## ASSIGNMENT
Only lines with the string "lapel" are wanted. Pull them out of the data.

[Dataset items]
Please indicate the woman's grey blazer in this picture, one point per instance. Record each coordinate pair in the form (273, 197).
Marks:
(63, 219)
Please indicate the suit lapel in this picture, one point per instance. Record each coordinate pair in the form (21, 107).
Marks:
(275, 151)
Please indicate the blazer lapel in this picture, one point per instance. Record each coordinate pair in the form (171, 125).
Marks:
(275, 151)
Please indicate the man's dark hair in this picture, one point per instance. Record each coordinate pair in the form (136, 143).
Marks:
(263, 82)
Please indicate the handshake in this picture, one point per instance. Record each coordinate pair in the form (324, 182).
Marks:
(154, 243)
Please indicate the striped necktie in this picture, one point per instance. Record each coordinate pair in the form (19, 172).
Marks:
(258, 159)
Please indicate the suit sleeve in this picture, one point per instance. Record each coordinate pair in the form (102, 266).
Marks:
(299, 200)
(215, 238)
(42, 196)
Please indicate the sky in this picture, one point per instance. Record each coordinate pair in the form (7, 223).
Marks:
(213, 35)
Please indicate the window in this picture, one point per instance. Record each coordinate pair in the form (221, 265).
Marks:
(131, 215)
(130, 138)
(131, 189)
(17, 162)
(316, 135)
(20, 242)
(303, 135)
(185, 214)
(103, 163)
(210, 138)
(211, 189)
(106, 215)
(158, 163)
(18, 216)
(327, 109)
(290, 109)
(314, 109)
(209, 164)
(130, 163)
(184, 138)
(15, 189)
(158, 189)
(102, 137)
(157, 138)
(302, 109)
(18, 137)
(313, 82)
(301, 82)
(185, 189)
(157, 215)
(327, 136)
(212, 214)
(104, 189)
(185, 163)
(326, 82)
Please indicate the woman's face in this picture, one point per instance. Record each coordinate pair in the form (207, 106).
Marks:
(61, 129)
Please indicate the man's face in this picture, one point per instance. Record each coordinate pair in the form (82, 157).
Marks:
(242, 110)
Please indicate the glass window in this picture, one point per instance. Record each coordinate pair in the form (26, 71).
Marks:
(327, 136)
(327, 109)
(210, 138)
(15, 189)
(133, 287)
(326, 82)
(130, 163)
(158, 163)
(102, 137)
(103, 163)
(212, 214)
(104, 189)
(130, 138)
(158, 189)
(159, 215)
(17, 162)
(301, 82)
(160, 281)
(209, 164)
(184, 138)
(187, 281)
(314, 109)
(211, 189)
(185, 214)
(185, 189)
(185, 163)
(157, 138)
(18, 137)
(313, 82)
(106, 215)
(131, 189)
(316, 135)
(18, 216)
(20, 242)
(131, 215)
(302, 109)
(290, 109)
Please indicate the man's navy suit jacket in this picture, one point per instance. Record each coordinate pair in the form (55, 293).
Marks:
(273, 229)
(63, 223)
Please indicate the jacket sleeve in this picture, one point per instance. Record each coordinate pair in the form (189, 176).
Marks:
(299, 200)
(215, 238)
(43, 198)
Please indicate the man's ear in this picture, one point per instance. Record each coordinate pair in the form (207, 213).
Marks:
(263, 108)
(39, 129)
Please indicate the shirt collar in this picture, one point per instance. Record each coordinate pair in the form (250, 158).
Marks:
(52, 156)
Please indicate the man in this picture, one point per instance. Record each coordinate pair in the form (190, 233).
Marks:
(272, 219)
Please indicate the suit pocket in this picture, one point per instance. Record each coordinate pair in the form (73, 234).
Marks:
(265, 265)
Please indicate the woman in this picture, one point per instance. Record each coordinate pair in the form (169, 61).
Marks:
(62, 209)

## ANSWER TO THE EXERCISE
Please indicate the suit lapel in this picture, one point per instance. Record each coordinate pair in the form (21, 107).
Please indicate the blazer lapel in this picture, one point per instance. Record each coordinate pair in the form (171, 125).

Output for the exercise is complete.